**Exercise goal:** From the passage on rectification, return the words verbatim starting at "1. (i) The trust" and ending at "had not closed.".

**Page text:**
......

Held (allowing the claim for rectification):

Equity had the power to rectify a written instrument so that it accorded with the true intention of its maker but, being a discretionary remedy, rectification had to be treated with caution. Accordingly, the standard of evidence required that the claimant’s case be established by convincing proof as it contradicted the apparent intention recorded in the document. There had to be a flaw in that document such that it did not give effect to the parties’ intention as distinct from the parties being merely mistaken as to the consequences of what they had intended, the specific intention of the parties had to be shown with a degree of precision and there must be an issue capable of being contested between the parties notwithstanding their consent. In the case of voluntary transactions, such as the deeds of appointment in this case, the relevant test was whether the documents gave effect to the subjective intention of the maker; there was no legal requirement for there to be any outward expression or objective communication of the settlor’s intentions. The trustees were seeking to establish from the evidence the following four elements:

  1. (i) The trust created by the appointments would satisfy the requirements of Section 71D of the 1984 Act and that they had sufficient understanding of what those requirements were;
  2. (ii) A’s children would become entitled to their share of the trust capital if they attained the age of 25;
  3. (iii) Any deferral of a child’s entitlement to capital should be made pursuant to a power of advancement or appointment exercised for the benefit of that child and not by revoking the earlier appointment; and
  4. (iv) The capital and income should be appointed for the benefit of D, E & F in fixed equal shares and not appointed for a class of beneficiaries that had not closed.

......

Pointing and labeling material
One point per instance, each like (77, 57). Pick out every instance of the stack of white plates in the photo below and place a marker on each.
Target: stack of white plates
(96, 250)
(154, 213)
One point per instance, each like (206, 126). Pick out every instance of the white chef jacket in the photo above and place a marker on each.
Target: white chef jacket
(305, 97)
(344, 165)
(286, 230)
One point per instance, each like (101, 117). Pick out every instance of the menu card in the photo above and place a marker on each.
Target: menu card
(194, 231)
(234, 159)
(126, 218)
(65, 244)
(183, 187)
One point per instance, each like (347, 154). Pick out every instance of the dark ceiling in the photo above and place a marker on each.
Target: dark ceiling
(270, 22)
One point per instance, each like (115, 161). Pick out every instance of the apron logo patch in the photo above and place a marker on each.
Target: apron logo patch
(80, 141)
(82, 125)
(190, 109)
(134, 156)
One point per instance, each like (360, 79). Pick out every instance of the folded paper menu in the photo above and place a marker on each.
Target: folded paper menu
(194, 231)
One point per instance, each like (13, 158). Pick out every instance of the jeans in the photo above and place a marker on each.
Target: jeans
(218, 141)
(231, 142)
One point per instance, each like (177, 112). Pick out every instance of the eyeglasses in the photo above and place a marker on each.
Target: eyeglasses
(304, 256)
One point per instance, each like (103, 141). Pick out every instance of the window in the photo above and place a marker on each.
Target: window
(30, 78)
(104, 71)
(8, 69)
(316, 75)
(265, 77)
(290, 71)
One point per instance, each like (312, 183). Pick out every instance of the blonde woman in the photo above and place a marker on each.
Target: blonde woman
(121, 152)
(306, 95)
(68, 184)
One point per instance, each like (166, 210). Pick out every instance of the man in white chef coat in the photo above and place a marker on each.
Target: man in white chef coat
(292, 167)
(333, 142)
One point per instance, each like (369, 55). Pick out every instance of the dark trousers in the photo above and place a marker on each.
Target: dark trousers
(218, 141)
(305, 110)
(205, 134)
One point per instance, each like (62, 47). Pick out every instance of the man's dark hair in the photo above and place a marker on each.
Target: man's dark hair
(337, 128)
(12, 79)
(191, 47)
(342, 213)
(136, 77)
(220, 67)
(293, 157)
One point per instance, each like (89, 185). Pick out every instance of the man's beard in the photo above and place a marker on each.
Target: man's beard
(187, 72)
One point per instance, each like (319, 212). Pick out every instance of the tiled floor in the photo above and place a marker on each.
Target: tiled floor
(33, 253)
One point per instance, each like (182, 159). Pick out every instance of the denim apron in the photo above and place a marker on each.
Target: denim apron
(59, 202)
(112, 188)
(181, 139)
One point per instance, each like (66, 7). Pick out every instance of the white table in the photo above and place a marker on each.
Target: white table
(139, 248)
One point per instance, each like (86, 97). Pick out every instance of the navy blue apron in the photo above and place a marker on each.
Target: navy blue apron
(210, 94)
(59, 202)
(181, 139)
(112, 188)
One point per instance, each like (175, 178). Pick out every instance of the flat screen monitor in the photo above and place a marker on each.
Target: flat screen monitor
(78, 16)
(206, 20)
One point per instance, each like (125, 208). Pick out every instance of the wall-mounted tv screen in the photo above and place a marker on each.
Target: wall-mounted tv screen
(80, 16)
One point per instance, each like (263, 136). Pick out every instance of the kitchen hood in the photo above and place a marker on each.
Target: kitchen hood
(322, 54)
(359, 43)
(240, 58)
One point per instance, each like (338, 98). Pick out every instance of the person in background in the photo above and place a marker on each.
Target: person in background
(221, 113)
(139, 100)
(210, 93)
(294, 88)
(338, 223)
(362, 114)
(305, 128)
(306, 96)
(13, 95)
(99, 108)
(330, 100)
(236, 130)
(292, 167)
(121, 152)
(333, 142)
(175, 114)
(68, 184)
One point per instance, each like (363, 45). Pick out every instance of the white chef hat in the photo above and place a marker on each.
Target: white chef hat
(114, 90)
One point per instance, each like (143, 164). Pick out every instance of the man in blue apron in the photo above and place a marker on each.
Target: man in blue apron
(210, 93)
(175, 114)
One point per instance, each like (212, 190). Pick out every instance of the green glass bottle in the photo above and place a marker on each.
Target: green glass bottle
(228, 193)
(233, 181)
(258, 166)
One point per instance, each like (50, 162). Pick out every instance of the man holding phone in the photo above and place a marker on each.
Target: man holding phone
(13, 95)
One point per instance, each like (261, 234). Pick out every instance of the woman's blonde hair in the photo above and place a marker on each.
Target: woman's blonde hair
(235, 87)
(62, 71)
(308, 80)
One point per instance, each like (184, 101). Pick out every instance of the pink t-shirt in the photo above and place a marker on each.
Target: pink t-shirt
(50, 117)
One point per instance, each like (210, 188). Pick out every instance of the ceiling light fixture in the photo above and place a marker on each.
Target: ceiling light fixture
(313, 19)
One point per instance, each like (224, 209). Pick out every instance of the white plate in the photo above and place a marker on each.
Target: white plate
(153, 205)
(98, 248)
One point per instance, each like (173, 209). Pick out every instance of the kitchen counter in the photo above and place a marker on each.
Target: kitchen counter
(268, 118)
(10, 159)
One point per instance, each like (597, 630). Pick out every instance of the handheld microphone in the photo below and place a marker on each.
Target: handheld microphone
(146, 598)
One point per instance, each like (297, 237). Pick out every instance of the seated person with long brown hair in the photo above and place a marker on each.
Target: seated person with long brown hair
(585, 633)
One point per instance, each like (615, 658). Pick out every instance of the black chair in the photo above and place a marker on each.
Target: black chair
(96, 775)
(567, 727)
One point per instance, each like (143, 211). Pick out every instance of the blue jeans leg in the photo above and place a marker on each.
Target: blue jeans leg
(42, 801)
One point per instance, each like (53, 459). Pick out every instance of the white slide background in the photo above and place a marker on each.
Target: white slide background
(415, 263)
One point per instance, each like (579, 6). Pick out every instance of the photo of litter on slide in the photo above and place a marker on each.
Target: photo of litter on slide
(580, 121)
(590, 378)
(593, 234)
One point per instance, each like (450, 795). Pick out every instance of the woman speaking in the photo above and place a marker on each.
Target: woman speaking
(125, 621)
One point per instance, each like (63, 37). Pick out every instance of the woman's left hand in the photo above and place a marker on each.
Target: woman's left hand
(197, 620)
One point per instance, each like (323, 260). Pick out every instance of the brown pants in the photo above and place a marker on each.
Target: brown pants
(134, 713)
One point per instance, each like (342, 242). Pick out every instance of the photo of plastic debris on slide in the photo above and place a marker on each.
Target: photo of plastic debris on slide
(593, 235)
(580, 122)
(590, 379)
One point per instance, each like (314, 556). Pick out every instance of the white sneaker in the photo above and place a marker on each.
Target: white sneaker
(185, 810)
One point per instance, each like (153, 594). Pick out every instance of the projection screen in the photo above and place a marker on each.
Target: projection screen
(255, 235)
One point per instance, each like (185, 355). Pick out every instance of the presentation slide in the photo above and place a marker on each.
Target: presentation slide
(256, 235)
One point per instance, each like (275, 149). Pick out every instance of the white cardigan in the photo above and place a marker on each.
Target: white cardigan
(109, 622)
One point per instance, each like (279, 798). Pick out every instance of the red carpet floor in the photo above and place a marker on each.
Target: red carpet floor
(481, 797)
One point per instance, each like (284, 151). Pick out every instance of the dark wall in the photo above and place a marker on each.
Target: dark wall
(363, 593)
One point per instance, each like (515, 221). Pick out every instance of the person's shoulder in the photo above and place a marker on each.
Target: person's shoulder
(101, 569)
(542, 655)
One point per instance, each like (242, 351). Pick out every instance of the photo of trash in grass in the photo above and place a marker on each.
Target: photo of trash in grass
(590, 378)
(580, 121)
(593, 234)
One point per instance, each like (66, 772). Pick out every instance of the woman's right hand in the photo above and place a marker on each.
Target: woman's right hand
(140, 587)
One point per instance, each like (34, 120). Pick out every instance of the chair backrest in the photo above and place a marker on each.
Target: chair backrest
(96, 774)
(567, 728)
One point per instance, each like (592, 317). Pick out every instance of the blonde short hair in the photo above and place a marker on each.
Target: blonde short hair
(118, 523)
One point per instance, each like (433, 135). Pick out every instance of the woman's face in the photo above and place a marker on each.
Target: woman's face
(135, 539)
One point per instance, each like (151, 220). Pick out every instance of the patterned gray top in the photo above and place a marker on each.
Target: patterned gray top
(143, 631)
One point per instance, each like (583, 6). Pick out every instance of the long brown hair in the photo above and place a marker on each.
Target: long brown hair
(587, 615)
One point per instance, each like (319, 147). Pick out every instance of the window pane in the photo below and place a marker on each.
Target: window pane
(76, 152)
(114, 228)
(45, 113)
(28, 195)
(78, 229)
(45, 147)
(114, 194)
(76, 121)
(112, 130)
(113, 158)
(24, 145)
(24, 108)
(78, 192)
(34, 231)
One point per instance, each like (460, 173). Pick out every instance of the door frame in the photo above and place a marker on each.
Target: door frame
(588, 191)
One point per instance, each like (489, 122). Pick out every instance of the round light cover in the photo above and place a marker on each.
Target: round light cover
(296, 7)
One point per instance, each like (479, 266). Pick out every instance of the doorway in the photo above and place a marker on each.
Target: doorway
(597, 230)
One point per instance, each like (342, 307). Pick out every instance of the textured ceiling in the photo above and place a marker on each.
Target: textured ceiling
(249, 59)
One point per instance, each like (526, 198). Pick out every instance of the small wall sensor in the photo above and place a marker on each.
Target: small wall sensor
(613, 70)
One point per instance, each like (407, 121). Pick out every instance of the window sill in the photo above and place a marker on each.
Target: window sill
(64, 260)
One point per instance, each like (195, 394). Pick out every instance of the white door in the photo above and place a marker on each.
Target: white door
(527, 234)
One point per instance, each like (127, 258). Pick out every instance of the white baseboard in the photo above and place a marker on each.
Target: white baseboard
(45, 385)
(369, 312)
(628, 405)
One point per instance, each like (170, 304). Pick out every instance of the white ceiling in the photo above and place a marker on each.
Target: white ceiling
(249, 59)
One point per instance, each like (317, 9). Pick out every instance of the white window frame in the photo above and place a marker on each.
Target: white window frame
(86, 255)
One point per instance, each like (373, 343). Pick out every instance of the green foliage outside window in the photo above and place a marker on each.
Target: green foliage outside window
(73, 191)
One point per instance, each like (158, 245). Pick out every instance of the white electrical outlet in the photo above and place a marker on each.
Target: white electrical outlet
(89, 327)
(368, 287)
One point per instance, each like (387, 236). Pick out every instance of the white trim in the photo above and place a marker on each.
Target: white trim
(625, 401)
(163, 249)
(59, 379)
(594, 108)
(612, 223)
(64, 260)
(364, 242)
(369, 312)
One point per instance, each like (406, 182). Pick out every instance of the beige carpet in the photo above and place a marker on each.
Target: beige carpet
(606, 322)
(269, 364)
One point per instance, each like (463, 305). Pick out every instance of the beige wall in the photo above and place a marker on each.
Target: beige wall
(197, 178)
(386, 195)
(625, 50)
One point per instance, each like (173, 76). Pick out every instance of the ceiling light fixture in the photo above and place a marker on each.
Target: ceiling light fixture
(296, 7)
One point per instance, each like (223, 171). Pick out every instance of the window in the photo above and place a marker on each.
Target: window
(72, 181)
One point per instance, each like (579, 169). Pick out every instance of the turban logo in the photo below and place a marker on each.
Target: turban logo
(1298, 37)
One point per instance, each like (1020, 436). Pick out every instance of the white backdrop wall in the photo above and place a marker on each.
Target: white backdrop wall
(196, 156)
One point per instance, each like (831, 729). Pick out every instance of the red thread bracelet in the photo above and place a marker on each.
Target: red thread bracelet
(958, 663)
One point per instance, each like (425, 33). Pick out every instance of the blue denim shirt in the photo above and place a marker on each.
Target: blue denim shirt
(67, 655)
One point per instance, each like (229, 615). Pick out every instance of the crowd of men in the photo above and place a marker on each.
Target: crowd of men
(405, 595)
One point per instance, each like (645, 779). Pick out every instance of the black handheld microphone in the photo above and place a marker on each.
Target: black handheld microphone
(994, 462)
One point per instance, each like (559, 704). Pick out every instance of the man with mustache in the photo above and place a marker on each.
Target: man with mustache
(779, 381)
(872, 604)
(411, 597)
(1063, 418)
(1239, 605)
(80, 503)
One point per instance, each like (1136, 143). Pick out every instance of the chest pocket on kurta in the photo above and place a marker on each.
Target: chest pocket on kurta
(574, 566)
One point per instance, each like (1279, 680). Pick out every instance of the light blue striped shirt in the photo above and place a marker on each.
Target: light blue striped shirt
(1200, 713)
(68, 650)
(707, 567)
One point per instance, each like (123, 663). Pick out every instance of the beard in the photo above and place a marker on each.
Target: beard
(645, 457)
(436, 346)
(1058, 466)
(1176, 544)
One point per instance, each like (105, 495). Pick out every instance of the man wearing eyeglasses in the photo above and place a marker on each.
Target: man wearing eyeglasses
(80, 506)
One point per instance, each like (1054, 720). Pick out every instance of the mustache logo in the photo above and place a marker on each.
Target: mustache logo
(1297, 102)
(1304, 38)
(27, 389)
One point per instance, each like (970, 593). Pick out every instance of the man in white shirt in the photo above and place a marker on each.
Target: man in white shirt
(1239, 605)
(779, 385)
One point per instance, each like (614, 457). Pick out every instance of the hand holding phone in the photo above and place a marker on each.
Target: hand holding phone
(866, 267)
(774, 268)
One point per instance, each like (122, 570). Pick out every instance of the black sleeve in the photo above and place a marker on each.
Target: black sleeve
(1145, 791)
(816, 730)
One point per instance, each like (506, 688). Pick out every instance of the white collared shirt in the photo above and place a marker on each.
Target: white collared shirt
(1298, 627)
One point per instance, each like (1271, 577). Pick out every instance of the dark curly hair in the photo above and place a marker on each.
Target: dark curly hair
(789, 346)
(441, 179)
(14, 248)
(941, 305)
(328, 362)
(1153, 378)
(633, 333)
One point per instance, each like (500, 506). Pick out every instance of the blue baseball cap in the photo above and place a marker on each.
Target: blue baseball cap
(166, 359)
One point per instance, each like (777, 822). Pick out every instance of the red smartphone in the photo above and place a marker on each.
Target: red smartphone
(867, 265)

......

**Solved exercise:**
1. (i) The trust created by the appointments would satisfy the requirements of Section 71D of the 1984 Act and that they had sufficient understanding of what those requirements were;
  2. (ii) A’s children would become entitled to their share of the trust capital if they attained the age of 25;
  3. (iii) Any deferral of a child’s entitlement to capital should be made pursuant to a power of advancement or appointment exercised for the benefit of that child and not by revoking the earlier appointment; and
  4. (iv) The capital and income should be appointed for the benefit of D, E & F in fixed equal shares and not appointed for a class of beneficiaries that had not closed.